Stored items:
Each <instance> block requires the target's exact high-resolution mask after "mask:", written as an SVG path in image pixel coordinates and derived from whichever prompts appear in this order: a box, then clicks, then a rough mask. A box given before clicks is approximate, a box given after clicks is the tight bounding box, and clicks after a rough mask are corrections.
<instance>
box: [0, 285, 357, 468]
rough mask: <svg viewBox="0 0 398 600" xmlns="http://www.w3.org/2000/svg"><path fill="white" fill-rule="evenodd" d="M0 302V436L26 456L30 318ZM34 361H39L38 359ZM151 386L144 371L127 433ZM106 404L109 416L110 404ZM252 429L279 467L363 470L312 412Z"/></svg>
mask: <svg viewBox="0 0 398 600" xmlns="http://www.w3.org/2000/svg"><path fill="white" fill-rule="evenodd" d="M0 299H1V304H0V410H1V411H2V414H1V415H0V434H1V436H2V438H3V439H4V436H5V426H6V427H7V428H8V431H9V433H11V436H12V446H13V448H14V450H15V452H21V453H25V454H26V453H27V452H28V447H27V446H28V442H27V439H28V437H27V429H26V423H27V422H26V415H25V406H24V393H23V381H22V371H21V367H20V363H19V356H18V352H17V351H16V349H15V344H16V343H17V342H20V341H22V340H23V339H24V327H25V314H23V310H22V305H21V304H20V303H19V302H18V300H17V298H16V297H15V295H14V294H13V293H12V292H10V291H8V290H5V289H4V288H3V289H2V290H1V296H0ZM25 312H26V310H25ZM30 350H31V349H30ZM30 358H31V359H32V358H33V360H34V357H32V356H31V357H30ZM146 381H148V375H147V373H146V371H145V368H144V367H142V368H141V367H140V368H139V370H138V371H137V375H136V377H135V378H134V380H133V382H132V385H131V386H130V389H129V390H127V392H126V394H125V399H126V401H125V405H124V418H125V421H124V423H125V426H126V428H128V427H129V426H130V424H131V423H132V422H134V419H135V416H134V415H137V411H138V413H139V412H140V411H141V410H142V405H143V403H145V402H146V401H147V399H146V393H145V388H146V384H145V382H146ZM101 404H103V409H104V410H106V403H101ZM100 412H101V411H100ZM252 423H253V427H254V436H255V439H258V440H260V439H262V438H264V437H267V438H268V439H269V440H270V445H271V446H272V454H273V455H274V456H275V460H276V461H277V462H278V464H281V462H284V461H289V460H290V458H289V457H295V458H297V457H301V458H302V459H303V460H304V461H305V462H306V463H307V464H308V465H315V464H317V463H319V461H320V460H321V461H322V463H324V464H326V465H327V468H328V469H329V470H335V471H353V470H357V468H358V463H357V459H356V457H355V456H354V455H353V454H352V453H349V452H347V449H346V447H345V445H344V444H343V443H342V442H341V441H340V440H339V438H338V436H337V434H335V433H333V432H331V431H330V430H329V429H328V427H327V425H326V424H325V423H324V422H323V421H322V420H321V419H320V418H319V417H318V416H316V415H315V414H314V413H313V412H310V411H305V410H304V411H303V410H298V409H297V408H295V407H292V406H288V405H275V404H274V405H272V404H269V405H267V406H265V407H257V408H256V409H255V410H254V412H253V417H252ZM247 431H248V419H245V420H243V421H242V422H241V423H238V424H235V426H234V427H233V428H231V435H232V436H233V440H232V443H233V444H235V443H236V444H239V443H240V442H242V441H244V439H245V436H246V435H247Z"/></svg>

Aim of the exercise
Wherever the word "instance" turns up in the records, copy out the line it is on.

Task solution
Each <instance> block requires the target's exact high-resolution mask after "mask:", written as an SVG path in image pixel coordinates and derived from whichever prompts appear in this order: a box, then clicks, then a rough mask. A box given before clicks is approximate, a box given after clicks is the tight bounding box, and clicks after a rough mask are corrections.
<instance>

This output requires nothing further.